We started looking at it again yesterday and are not seeing where the issue is. 
 When we run a tcpdump, we can see the data between a Broker and BookKeeper.
We think it is something with the cert or “PULSAR_EXTRA_OPTS”
We are NOT seeing a list of the supported extra ops to verify we have the 
correct information

PULSAR_EXTRA_OPTS=” -Dpulsar.allocator.exit_on_oom=true 
-Dio.netty.recycler.maxCapacity.default=1000 
-Dio.netty.recycler.linkCapacity=1024 
-Dzookeeper.clientCnxnSocket=org.apache.zookeeper.ClientCnxnSocketNetty 
-Dzookeeper.client.secure=true -Dzookeeper.ssl.hostnameVerification=false 
-Dzookeeper.ssl.keyStore.location=/usr/pulsar/certs/zookeeper.eaipulsarcloudnaengcluster1.pem
 -Dzookeeper.ssl.trustStore.location=/usr/pulsar/certs/ca.cert.pem”

---+---

Your instructions:
In the forum post about the Pulsar setup, which tool shows the data passing between a Broker and BookKeeper?

Entries from an annotation dataset:

---+---

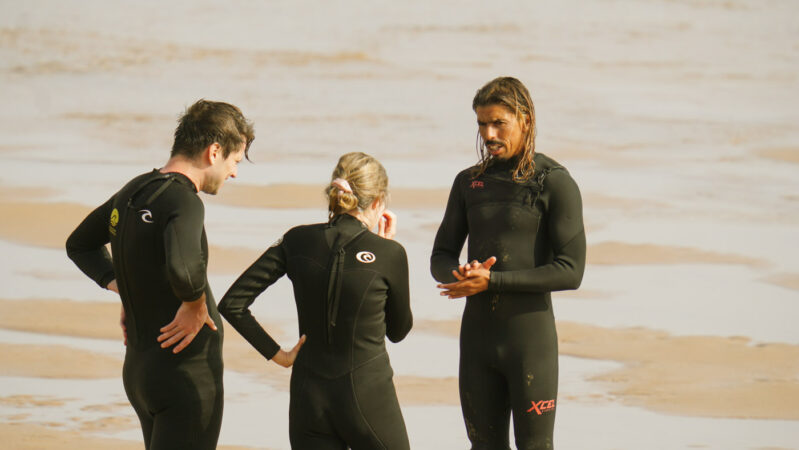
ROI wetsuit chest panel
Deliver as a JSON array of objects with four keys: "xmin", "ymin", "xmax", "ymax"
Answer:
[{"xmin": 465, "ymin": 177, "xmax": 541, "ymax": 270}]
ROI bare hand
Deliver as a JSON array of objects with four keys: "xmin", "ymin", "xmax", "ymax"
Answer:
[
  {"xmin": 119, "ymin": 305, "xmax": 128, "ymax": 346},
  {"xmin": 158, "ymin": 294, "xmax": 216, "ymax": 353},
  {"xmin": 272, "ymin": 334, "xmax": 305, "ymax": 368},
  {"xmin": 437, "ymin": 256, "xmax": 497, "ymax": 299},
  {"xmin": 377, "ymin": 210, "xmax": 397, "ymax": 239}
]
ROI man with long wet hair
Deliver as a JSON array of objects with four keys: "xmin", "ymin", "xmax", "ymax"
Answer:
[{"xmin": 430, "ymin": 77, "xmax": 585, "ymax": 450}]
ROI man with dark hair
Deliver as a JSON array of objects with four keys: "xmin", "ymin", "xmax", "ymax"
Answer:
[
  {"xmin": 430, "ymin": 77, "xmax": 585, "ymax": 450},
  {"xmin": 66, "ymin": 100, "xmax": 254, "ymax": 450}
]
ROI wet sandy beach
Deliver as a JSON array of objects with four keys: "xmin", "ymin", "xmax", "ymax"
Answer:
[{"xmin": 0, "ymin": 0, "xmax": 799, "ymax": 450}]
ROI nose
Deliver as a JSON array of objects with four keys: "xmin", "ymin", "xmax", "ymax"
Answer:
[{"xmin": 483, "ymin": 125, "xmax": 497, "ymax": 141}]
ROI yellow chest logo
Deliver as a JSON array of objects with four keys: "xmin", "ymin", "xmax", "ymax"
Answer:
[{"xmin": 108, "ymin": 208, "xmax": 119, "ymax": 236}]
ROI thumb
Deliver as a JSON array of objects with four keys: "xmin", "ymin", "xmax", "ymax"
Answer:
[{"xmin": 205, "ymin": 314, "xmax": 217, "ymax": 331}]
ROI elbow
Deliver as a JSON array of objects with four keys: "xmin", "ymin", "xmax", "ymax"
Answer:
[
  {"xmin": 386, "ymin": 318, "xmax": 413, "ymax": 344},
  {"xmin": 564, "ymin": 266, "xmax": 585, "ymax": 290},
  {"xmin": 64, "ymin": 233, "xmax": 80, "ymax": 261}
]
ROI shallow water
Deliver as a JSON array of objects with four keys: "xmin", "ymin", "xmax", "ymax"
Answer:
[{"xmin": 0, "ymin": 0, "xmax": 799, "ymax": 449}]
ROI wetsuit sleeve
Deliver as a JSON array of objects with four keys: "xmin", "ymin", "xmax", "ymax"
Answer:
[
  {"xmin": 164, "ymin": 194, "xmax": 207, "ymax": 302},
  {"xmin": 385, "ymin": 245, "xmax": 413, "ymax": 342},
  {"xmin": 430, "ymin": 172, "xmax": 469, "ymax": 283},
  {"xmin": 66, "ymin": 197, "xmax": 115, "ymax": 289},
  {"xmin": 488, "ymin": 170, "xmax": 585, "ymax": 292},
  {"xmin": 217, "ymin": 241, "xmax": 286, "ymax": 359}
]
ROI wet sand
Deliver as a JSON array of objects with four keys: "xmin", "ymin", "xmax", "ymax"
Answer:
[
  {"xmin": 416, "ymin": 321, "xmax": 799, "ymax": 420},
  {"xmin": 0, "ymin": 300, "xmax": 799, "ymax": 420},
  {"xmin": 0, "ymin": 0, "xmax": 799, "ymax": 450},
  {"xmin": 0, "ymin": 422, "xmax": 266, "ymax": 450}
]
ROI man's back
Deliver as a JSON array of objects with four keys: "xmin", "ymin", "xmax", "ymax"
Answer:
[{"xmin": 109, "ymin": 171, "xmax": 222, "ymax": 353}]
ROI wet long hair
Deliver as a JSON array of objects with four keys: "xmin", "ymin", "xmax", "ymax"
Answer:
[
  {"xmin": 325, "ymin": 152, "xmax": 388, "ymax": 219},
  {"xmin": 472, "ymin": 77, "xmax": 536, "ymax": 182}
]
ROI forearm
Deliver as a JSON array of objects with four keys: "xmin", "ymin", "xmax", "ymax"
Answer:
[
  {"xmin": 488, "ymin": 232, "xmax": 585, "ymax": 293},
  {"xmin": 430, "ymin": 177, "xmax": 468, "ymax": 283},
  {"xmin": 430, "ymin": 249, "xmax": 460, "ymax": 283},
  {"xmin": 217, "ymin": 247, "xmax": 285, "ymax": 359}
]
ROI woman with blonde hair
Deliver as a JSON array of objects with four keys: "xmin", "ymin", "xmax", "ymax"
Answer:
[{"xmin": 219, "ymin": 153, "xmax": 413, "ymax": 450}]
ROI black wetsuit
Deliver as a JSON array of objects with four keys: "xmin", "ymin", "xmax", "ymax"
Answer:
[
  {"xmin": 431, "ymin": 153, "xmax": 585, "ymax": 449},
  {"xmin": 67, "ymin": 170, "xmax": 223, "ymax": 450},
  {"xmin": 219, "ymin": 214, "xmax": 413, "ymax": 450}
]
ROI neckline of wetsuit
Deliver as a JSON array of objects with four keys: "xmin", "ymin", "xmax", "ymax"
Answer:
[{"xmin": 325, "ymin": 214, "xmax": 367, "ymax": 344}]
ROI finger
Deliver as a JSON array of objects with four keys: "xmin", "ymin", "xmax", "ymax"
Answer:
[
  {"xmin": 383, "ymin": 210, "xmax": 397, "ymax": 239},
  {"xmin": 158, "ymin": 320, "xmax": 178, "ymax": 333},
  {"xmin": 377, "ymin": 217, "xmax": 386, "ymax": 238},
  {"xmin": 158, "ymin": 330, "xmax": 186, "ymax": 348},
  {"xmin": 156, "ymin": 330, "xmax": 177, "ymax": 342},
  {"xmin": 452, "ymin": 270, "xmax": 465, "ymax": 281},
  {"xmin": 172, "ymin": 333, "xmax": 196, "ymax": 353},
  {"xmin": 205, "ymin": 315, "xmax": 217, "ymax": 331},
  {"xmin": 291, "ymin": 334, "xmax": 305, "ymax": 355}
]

---+---

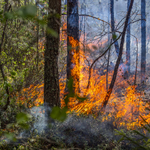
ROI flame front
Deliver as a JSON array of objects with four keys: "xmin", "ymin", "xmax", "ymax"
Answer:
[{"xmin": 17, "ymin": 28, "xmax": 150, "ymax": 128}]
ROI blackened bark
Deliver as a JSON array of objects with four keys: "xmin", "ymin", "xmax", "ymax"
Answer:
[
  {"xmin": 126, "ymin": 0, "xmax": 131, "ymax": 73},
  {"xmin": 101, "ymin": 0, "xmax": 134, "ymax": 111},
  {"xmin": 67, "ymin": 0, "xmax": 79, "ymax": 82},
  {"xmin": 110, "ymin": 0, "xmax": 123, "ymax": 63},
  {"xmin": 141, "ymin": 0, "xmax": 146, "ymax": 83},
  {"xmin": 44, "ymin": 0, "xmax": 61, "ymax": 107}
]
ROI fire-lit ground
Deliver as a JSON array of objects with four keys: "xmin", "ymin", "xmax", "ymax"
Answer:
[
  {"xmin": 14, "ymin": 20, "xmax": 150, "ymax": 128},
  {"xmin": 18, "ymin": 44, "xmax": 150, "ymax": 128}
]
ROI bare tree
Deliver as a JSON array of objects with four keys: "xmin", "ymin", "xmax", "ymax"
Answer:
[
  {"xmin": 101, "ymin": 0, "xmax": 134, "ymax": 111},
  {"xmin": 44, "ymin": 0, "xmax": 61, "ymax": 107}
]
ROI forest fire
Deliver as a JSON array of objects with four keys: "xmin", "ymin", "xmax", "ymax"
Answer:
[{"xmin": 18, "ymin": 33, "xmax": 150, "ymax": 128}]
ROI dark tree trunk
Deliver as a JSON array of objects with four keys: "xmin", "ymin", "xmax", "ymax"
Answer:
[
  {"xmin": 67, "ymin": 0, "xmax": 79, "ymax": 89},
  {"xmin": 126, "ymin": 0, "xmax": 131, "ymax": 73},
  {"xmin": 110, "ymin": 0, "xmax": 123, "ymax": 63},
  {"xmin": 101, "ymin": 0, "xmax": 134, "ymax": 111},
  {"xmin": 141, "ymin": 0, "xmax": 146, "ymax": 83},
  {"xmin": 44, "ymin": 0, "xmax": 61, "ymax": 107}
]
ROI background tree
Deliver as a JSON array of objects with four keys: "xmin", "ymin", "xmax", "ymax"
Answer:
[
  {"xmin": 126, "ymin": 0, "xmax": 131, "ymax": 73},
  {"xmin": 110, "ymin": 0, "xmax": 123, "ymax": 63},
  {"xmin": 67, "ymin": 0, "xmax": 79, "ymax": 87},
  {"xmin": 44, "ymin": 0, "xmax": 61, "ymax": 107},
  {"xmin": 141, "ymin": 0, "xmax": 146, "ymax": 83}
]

---+---

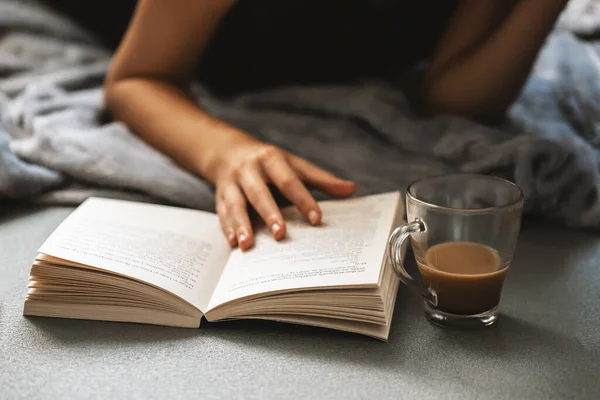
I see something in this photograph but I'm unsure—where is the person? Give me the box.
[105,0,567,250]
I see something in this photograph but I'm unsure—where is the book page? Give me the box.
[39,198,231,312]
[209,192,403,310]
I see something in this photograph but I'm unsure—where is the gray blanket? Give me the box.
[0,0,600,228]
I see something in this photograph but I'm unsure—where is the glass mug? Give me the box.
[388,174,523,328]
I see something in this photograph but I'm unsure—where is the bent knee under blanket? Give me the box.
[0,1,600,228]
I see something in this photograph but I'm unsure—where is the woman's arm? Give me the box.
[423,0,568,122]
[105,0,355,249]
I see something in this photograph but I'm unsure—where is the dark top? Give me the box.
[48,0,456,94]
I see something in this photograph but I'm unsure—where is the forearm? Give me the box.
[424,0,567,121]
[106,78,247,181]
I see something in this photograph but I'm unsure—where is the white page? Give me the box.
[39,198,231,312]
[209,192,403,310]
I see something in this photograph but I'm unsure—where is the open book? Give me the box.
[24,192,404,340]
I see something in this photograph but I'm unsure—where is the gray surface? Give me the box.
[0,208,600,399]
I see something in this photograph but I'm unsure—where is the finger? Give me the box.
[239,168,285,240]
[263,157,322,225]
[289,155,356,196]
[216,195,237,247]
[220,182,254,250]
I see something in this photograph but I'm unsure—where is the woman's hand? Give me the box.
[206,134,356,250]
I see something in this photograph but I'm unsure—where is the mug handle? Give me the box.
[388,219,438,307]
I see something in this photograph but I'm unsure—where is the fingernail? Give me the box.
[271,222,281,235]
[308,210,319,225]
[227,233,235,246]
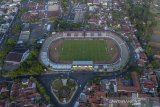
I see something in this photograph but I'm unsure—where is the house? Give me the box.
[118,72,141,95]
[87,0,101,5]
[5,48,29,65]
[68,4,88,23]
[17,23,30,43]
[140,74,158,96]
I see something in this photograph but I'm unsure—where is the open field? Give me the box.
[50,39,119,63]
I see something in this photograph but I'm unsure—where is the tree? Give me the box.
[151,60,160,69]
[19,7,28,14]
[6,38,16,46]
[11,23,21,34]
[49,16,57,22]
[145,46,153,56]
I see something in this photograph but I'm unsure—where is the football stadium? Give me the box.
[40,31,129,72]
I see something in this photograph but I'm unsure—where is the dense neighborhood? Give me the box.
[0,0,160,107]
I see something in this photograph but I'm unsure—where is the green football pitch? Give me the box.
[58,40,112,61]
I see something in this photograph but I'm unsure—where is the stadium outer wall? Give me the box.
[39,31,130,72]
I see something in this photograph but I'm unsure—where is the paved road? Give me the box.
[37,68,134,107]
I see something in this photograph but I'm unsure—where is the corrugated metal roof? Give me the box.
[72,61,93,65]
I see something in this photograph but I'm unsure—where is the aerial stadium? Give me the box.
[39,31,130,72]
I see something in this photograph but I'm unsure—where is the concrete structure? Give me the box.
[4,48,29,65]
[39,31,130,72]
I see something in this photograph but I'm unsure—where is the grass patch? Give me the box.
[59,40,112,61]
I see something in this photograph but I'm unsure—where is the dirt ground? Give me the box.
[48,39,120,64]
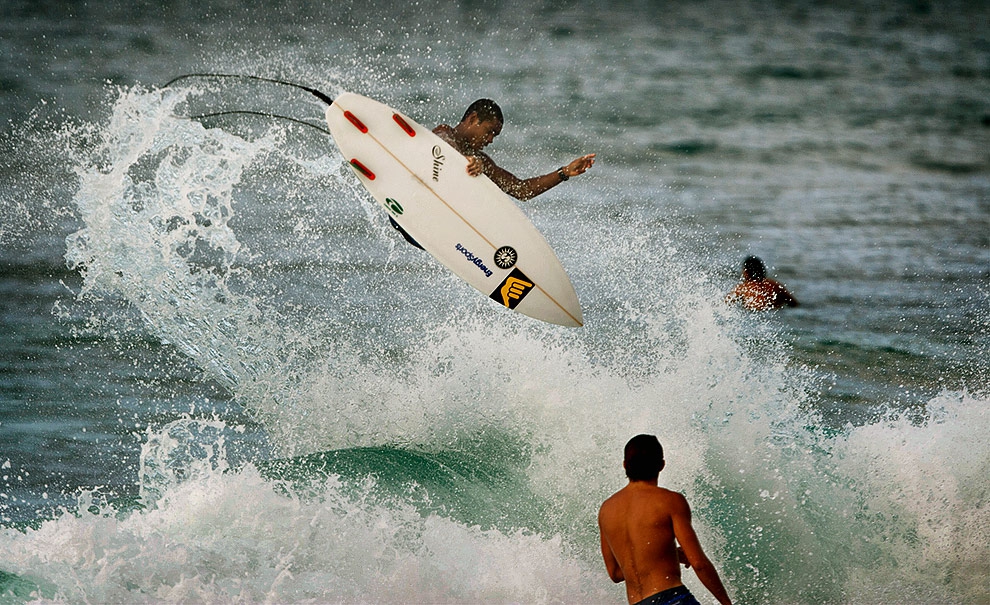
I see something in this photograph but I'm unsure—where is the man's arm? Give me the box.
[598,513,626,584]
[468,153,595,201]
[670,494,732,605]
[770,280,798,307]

---+---

Solution:
tcpdump